▸ Extracted material
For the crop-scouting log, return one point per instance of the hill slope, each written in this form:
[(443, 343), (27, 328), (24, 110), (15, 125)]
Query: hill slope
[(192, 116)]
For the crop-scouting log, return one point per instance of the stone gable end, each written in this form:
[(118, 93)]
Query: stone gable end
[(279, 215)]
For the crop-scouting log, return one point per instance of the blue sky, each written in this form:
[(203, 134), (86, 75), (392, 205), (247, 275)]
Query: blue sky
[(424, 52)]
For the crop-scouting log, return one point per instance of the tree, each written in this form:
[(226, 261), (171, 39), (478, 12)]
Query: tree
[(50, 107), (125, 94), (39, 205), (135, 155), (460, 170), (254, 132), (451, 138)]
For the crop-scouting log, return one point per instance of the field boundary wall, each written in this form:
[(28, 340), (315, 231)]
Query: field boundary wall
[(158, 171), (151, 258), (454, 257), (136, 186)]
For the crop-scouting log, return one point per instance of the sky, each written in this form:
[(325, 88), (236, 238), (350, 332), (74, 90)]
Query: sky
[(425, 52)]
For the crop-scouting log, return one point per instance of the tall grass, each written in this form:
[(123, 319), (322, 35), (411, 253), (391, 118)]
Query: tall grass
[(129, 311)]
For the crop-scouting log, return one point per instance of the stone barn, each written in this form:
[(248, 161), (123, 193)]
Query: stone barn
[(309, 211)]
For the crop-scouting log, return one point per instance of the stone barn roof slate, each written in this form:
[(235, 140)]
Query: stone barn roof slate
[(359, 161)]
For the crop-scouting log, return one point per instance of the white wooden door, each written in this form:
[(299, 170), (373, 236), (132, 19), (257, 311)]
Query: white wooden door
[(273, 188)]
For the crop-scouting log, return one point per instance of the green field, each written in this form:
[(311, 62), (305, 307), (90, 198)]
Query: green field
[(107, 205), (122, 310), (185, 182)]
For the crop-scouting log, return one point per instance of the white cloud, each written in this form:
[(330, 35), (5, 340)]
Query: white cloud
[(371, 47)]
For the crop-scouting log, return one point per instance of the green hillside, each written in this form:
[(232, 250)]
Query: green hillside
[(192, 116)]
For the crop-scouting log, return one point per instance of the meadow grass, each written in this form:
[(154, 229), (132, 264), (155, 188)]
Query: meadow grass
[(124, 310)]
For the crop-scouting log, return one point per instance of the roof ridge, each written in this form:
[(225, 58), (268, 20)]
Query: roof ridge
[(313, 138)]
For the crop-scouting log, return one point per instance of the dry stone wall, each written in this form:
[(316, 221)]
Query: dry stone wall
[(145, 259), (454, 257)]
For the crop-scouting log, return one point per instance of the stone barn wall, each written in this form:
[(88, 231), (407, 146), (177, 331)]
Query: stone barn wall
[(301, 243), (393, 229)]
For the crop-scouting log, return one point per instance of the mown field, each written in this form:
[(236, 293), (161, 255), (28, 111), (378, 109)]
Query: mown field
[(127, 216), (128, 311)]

▸ Written task
The data above must be returned in full, exactly as written.

▸ Exercise result
For the crop-scouting log, return one point per instance of the hill slope, each written in this form:
[(443, 343), (27, 328), (24, 110), (15, 125)]
Query: hill slope
[(192, 116)]
For the crop-scouting log, return one point per instance of the stone gable end, each written in this form:
[(118, 93)]
Query: stone gable end
[(279, 215)]
For the crop-scouting log, return one point per instance of the blue sky, each written in this form:
[(203, 134), (86, 75), (392, 205), (247, 275)]
Query: blue sky
[(424, 52)]
For the crop-scouting log, return one point per instance of the tree, each written in this form:
[(226, 261), (171, 39), (478, 12)]
Query: tree
[(50, 107), (125, 94), (39, 205), (135, 155), (460, 170), (254, 132), (451, 138)]
For the crop-scouting log, return one point per instance of the field boundary wall, each written in this form:
[(28, 340), (315, 231)]
Query: field boundary wall
[(158, 171), (151, 258), (454, 257), (136, 186)]
For the crop-scouting log, return one point per instance of the sky, each written in this form:
[(325, 88), (236, 238), (350, 332), (74, 90)]
Query: sky
[(425, 52)]
For the crop-scouting log, return one point per instance of the tall grass, each written in this form:
[(123, 319), (322, 35), (411, 253), (391, 118)]
Query: tall grass
[(129, 311)]
For the crop-scouting log, return one point per instance of the stone barn, each written in this form:
[(248, 161), (123, 193)]
Query: stone barn
[(309, 211)]
For the crop-scouting log, return one point per instance of the stone barn roof slate, each written in this form:
[(235, 140)]
Query: stone barn roof slate
[(359, 161)]
For the crop-scouting log, return one point per instance of the white wooden door, each written in this form:
[(299, 170), (373, 236), (132, 19), (257, 311)]
Query: white wooden door
[(273, 188)]
For the crop-scouting log, return one point per instance of the green field, each written in this form:
[(311, 62), (305, 307), (90, 198)]
Query: green field
[(107, 205), (122, 310), (185, 182)]
For the crop-scouting log, return one point per instance of the white cloud, each written in this form:
[(330, 35), (5, 340)]
Query: white cloud
[(371, 47)]
For the crop-scouting log, return one point per instance of the green hillside, each written in this form:
[(232, 250)]
Query: green hillside
[(192, 116)]
For the crop-scouting log, return one point per instance of the meadow grass, each written in this form:
[(154, 229), (132, 264), (155, 188)]
Query: meadow grass
[(124, 310)]
For the crop-scouting log, return one point per instance of the roof ridge, each written in this form:
[(225, 58), (268, 20)]
Query: roof ridge
[(313, 138)]
For the crop-scouting log, return one point per instance of the dry stone wall, each written in this form:
[(316, 221)]
Query: dry stone wall
[(145, 259), (454, 257)]
For the crop-scouting log, return one point per instance of the stone barn wall, each written in this form:
[(88, 231), (407, 146), (177, 331)]
Query: stone barn wall
[(301, 243), (393, 229)]
For the crop-scouting log, return one point per instance of the mown field, each written in this form:
[(236, 293), (161, 255), (28, 111), (378, 109)]
Query: mown field
[(127, 216), (128, 311)]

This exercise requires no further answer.